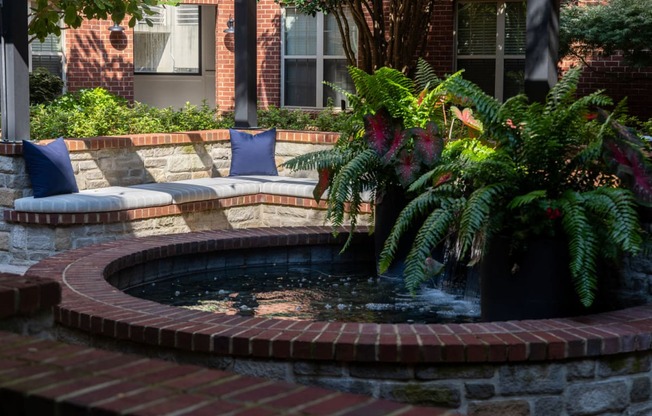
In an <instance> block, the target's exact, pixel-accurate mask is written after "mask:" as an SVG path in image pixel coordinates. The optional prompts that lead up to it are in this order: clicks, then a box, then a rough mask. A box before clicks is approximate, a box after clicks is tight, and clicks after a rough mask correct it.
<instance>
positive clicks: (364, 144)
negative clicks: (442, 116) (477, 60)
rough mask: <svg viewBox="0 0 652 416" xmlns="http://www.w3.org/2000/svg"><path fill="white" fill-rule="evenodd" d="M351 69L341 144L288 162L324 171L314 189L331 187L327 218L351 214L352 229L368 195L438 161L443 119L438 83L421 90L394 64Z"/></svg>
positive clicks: (308, 169)
mask: <svg viewBox="0 0 652 416" xmlns="http://www.w3.org/2000/svg"><path fill="white" fill-rule="evenodd" d="M349 73H350V74H351V78H352V80H353V82H354V85H355V90H356V92H355V93H350V92H347V91H341V92H342V93H343V94H345V95H346V96H347V98H348V101H349V102H350V103H351V107H352V110H351V117H350V119H349V120H348V123H347V125H346V126H345V128H344V129H342V130H340V131H341V132H342V136H341V137H340V139H339V140H338V142H337V144H336V145H335V146H334V148H333V149H331V150H327V151H322V152H316V153H309V154H305V155H301V156H298V157H296V158H294V159H292V160H289V161H287V162H286V163H285V164H284V166H285V167H287V168H289V169H292V170H317V171H320V174H321V176H322V177H323V178H325V180H326V183H322V182H320V184H319V185H318V186H317V188H316V189H317V190H320V191H319V192H321V190H325V189H326V188H328V199H327V203H328V210H327V214H326V219H327V221H330V222H331V223H332V224H333V225H334V226H339V225H342V224H343V223H344V221H345V220H348V222H349V224H350V225H351V231H353V230H354V229H355V226H356V224H357V220H358V218H357V216H358V213H359V212H360V208H361V205H362V203H363V202H364V201H365V200H367V201H373V200H375V198H376V196H377V195H382V194H383V193H384V191H385V190H386V189H387V188H388V187H390V186H403V187H407V185H409V182H410V181H412V180H413V179H414V178H415V177H417V176H419V175H420V174H421V173H423V172H422V170H423V171H427V170H429V169H431V168H432V166H433V165H434V164H436V163H438V160H439V156H440V154H441V151H442V147H443V144H442V139H441V136H440V134H439V131H442V127H443V122H442V120H441V119H442V115H441V114H442V113H441V110H440V108H439V106H438V105H435V104H436V103H437V102H438V101H439V99H440V97H441V92H440V91H439V90H437V89H436V88H434V89H432V90H424V91H421V90H417V89H416V87H415V85H414V82H413V81H412V80H411V79H410V78H408V77H407V76H406V75H405V74H403V73H401V72H400V71H397V70H395V69H390V68H380V69H379V70H378V71H376V72H374V73H373V74H368V73H366V72H364V71H363V70H361V69H359V68H356V67H349ZM335 88H337V87H335ZM444 130H445V128H444ZM319 192H317V193H318V194H319ZM316 197H317V198H320V197H321V195H320V194H319V195H316ZM347 210H348V211H347ZM351 235H352V234H351Z"/></svg>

::::

AIM OF THE EXERCISE —
Search the lines above for the string "instance", then show every one that has it.

RESPONSE AREA —
In an <instance> block, the target's exact, pixel-accurate mask is written after "mask:" as an SVG path in image pixel coordinates. The optional prompts that lead up to it are in this order: clicks, then a box, then a rough mask. A box before clicks is approximate, a box after clicks is tight, and clicks after a rough mask correct it.
<instance>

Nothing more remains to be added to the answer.